** Start **

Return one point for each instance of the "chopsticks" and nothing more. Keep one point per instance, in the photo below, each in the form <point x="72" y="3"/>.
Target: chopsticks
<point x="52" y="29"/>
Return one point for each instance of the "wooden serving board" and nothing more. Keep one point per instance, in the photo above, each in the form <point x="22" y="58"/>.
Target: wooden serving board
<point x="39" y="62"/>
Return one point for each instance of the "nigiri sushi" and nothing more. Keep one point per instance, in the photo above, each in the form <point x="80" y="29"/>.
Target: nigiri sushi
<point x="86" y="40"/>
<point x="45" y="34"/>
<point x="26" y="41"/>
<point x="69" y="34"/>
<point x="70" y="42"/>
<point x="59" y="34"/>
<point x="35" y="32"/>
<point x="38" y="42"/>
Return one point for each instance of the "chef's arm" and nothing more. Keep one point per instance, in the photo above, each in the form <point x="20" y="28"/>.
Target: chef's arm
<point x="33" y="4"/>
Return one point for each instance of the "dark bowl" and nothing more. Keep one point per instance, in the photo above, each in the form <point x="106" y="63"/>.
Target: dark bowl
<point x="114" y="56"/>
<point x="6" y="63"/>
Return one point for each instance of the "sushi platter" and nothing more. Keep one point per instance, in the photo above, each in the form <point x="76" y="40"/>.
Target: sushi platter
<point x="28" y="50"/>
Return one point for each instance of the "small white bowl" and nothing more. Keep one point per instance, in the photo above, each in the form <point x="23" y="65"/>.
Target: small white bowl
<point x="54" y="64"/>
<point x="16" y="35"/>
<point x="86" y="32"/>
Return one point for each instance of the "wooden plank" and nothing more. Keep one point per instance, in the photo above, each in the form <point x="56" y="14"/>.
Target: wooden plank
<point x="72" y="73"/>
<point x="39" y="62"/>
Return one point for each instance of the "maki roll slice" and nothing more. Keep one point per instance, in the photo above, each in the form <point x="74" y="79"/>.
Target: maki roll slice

** End **

◆ EXERCISE:
Extract the data exactly as given.

◆ ANSWER TO THE EXERCISE:
Return one point for each instance of the "chopsticks" and nothing more. Keep one point per instance, in the photo below, each in the form <point x="72" y="3"/>.
Target: chopsticks
<point x="52" y="29"/>
Return one point for each instance of the "wooden serving board" and nothing more. Keep one point per instance, in the photo above, each in the form <point x="22" y="58"/>.
Target: wooden serving board
<point x="39" y="62"/>
Return one point for each instance of the "nigiri sushi" and nothing more. Keep one point per instance, in the photo above, each in the form <point x="80" y="29"/>.
Target: nigiri sushi
<point x="86" y="40"/>
<point x="45" y="34"/>
<point x="26" y="41"/>
<point x="69" y="34"/>
<point x="70" y="42"/>
<point x="59" y="34"/>
<point x="35" y="32"/>
<point x="38" y="42"/>
Return one point for each instance of the "chef's arm" and nothing more. Keep one point per instance, in the photo above, each in the form <point x="20" y="28"/>.
Target: chef's arm
<point x="33" y="4"/>
Return one point for each instance of the "dark bowl" and nothing more. Keep one point per instance, in the photo above, each in the form <point x="106" y="63"/>.
Target: dark bowl
<point x="114" y="56"/>
<point x="6" y="63"/>
Return one point for each instance of the "sushi platter" and nothing more. Keep one point per instance, in the photo above, each in the form <point x="76" y="40"/>.
Target: sushi platter
<point x="28" y="50"/>
Return one point for each instance of the "small white bowl" and nothing more. Keep one point per instance, in the photo above, each in the form <point x="23" y="65"/>.
Target: small white bowl
<point x="54" y="64"/>
<point x="16" y="35"/>
<point x="86" y="32"/>
Return one point for each instance of the "wooden plank" and nothing more. Keep one point per instance, in the photo above, each in the form <point x="56" y="14"/>.
Target: wooden plank
<point x="72" y="73"/>
<point x="39" y="62"/>
Return one point for each instance of the "maki roll slice" and nothing more. Keep one point per instance, in the photo above, each in the form <point x="74" y="79"/>.
Target: maki roll slice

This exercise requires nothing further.